Text extract
::::

Lawrence Chaderton, D. D.,

who was the first Master of this College.

He died in the year 1640,

in the one hundred and third

year of his age.

            Perhaps such longevity was more common then than now. It is on record, that “ten men of Herefordshire, a nest of Nestors, once danced the Morish before King James, their united ages exceeding a thousand years.” Their contemporary, Dr. Chaderton, was more honored by the gravity of his gray hairs, than they by the levity of their giddy heels.

            He was greatly venerated. All his habits were such as inspired confidence in his piety. During the fifty-three years of his married life, he never suffered any of his servants to be detained from public worship by the preparation of food, or other household cares. He used to say, – “I desire as much to have my servants to know the Lord, as myself.” These things are greatly to his honor; though his regard to the Lord’s Day may excite the scorn of some in these degenerate times.

::::

Region labeling data:
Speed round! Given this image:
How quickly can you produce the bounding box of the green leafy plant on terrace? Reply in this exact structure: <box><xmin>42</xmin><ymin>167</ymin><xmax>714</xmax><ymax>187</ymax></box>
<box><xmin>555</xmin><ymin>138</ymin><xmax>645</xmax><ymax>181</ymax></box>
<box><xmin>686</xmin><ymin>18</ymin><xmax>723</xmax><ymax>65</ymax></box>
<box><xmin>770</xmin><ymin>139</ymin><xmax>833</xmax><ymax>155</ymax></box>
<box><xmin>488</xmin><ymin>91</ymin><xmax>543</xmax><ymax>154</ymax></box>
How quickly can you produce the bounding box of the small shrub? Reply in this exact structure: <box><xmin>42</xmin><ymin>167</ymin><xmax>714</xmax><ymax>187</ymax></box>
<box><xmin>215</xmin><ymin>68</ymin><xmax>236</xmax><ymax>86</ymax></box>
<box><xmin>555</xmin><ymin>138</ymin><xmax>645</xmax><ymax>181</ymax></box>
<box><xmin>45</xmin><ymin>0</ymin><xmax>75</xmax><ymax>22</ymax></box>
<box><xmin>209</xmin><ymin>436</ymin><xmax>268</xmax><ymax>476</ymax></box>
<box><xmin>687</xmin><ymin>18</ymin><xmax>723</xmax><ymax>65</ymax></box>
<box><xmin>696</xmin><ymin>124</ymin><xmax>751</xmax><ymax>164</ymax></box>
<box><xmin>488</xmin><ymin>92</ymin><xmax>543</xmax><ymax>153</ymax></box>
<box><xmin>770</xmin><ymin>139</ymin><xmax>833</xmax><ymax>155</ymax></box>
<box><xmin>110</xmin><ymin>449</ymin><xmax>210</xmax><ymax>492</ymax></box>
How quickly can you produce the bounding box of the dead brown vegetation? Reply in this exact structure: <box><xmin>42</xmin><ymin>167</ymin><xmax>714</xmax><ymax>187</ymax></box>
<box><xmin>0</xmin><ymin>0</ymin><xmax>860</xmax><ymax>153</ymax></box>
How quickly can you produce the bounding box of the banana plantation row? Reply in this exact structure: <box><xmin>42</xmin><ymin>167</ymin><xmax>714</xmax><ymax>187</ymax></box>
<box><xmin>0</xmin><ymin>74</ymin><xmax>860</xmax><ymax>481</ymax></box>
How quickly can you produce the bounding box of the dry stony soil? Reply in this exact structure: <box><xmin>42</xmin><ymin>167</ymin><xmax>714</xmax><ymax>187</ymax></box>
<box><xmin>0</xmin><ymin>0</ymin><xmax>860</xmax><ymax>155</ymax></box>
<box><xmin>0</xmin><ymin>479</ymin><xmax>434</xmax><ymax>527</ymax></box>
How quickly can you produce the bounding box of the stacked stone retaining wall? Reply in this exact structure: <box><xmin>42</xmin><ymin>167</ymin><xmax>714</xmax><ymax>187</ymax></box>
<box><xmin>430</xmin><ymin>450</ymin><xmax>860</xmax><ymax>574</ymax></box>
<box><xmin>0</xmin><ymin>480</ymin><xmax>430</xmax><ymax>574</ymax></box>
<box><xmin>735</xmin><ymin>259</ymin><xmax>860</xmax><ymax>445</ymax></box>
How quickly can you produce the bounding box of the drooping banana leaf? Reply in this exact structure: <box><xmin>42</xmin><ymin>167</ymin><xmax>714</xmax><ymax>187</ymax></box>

::::

Exercises
1 - Answer from the passage on Lawrence Chaderton:
(a) In what year did he die?
(b) How many men of Herefordshire danced the Morish before King James?
(c) How many years did his married life last?
2 - Carry on the passage on Lawrence Chaderton with a paragraph in the same manner, beginning after its final sentence.

Responses by task
1 -
(a) 1640
(b) Ten
(c) Fifty-three

2 -
            Dr. Chaderton is described by Archdeacon Echard, as “a grave, pious, and excellent preacher.” As an instance of his power in the pulpit, we will close this sketch with an incident which could hardly have taken place any where on earth for the last hundred years. It is stated on high authority, that while our aged saint was visiting some friends in his native county of Lancashire, he was invited to preach. Having addressed his audience for two full hours by the glass, he paused and said, – “I will no longer trespass on your patience.” And now comes the marvel; for the whole congregation cried out with one consent, – “For God’s sake, go on, go on!” He, accordingly, proceeded much longer, to their great satisfaction and delight. “When,” says Coleridge, “after reading the biographies of [Izaak] Walton and his contemporaries, I reflect on the crowded congregations, who with intense interest came to their hour-and-two-hour-long sermons, I cannot but doubt the fact of any true progression, moral or intellectual, in the mind of the many. The tone, the matter, the anticipated sympathies in the sermons of an age, form the best moral criterion of the character of that age.” Let us not be so unwise as to inquire concerning this, “What is the cause that the former days were better than these?” For even now people like to hear such preaching as is preaching. But where shall we find men for the work like those who gave us our version of the Bible?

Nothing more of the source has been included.